• _Exercise prompt_
Set down exactly the lines from the one containing "Please spot the stroller" through the end of the records below, both included, and nothing else.

[START Rows]

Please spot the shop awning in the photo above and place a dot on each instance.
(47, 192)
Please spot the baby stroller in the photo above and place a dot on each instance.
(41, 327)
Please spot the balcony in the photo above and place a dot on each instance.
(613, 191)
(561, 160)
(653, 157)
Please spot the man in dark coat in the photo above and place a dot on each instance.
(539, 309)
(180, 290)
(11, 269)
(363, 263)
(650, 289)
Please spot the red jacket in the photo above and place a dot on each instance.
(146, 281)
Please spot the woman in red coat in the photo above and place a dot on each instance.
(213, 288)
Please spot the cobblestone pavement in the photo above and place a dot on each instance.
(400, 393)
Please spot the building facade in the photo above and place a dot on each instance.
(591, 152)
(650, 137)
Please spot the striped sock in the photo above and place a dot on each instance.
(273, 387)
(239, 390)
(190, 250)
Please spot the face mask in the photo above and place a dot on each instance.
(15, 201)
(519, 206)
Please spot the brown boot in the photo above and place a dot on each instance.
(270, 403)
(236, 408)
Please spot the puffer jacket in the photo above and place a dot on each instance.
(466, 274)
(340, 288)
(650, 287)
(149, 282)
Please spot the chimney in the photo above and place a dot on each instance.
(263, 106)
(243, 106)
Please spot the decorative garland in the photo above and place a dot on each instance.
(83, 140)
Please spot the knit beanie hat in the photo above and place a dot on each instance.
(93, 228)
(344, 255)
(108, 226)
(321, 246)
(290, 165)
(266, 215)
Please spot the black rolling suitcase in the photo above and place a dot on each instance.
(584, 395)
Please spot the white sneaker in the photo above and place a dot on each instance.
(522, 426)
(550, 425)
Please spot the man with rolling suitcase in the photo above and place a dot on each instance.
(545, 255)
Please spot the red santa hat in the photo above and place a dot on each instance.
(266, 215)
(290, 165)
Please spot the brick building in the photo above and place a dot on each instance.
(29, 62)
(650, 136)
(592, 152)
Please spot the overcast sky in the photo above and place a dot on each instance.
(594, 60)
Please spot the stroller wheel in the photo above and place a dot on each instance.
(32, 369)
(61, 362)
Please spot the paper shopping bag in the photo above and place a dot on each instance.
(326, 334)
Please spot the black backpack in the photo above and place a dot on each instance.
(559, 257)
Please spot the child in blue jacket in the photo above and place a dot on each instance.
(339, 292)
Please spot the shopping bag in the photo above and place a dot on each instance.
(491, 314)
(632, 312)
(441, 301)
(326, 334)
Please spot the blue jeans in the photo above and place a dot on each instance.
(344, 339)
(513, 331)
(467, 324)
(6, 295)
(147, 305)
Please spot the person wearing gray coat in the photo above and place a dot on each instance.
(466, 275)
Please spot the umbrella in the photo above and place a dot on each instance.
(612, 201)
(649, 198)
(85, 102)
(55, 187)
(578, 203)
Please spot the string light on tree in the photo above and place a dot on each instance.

[END Rows]

• _Reply to the exercise_
Please spot the stroller wheel in the photo above and place a dot on each instance.
(32, 369)
(61, 362)
Please spot the paper shopping bag in the photo above and place a dot on each instance.
(326, 334)
Please spot the black backpack in the photo above and place a dot on each instance.
(559, 257)
Please spot the child in blue jacket in the photo above and place a dot on each instance.
(339, 292)
Please spot the shopping bag in the photo above and place a dot on each instance.
(491, 314)
(632, 312)
(441, 301)
(326, 334)
Please spot the blue jeans in the photo above and place a dot on each instance.
(344, 339)
(513, 331)
(467, 324)
(6, 295)
(147, 305)
Please spot the person wearing gray coat in the photo above and place a dot on each instance.
(466, 275)
Please spot the umbrella in the photo above and place a dot on each instance.
(612, 201)
(649, 198)
(85, 102)
(55, 187)
(578, 203)
Please spot the string light on tree in the photo above and place a dot on each instance.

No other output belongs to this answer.